Supplied data:
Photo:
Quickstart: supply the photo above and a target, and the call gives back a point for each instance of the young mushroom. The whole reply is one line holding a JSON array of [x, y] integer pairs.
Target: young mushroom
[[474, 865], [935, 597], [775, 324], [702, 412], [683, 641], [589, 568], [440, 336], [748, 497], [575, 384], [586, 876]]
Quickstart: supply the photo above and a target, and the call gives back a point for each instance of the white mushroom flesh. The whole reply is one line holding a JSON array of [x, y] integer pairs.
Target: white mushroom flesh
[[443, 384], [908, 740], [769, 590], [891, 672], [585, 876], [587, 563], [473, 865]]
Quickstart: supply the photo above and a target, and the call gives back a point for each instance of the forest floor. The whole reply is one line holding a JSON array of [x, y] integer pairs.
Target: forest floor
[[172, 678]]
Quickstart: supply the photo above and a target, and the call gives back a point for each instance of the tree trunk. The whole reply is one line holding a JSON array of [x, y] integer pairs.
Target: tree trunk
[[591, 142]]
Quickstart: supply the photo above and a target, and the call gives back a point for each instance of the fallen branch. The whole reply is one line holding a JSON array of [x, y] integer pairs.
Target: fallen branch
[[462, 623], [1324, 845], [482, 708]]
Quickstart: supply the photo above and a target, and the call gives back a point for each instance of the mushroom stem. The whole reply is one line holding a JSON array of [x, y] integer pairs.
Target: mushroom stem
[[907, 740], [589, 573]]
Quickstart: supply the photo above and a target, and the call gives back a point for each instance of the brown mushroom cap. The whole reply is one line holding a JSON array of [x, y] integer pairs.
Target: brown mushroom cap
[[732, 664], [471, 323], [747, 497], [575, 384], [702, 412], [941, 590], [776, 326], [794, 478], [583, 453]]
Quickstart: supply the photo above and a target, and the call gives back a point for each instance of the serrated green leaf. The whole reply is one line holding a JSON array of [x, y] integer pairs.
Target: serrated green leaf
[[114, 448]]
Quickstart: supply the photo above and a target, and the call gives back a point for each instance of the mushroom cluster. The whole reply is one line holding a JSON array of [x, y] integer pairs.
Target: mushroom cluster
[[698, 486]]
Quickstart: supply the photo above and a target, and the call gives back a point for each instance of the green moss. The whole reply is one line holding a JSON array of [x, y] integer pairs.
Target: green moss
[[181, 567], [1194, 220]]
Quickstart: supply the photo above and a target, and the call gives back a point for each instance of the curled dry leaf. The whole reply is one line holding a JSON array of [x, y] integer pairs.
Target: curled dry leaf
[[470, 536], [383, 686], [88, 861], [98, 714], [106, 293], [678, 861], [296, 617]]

Task prompt: Could you reproduce every one of the lines above word for word, without changing anything?

Answer to this problem:
Photo:
Quickstart: supply the photo above and a target, and the call gives back a point for each instance of the young mushroom. The whole reply is one line holding a JSON array of [x, y] integer pairs.
Target: young mushroom
[[474, 865], [935, 597], [775, 324], [702, 412], [683, 641], [589, 568], [440, 336], [748, 497], [575, 384], [586, 876]]
Quickstart: supply the photo above and a target, and the call gives back a point for each instance of the white mushroom flesh. The whole reply is one line holding a JSON array of [x, y] integer pairs.
Target: white mushroom flesh
[[443, 384], [908, 740], [769, 590], [891, 672], [585, 876], [587, 563], [473, 865]]
Quickstart: supply the photo above and a target, and the call gives back a point for each instance of the forest floor. The whole reply is one line holding a JSON array of [x, y] integer pairs.
Target: forest floor
[[172, 678]]
Quickstart: supply the photo above and a target, and the call gives back a point for each instance of the tree trunk. The whole reply is one line holding a JSON array of [x, y] integer pairs.
Target: tree trunk
[[591, 142]]
Quickstart: supply the photo above and a target, and the call gives back a point for each instance of the fallen branch. The whole reply is one line holding a JSON array of [x, y] integer pairs.
Target: fallen branch
[[462, 623], [1324, 845], [482, 708]]
Quickstart: supply the photo above and a target, and the call gives back a point for each instance of the mushroom stem. The whole reply is one line holding a JSON array of [x, y] integer pairs.
Target: mushroom stem
[[907, 740], [589, 573]]
Quickstart: supply the photo above and a target, and the call gives back a point for each instance of the brown mushroom cap. The whole reply is one line holding a JSON array of [x, y] integer pairs.
Target: brown mushroom cap
[[732, 664], [471, 323], [747, 497], [575, 384], [702, 412], [941, 590], [776, 326], [794, 478], [583, 453]]
Quickstart: supply the photo above and a target, and the call gives back a point for each instance of the serrated green leaf. The whole reply is one line holding a JSON array of [x, y] integer pairs.
Target: serrated green leaf
[[114, 448]]
Quickstart: supply the photo above and a target, and the call gives back a point for each instance of the mushroom cluster. The whole reply is one line holding a JSON array of [x, y] integer pairs.
Target: mushroom cluster
[[698, 486]]
Quickstart: supply the photo above and a target, and the call gives back a point for each instance of the green moss. The whole reply is one line holding a JSON array of [x, y] integer pairs.
Target: green moss
[[181, 567], [1194, 220]]
Quickstart: supply the photo above and a target, and the call gives back a point for each instance of the curled dry leaf. The whole reply is one line holding a JSON array of [x, y] integer pairs.
Target: curled dry leaf
[[470, 536], [383, 686], [88, 861], [98, 714], [106, 293], [678, 861], [296, 617]]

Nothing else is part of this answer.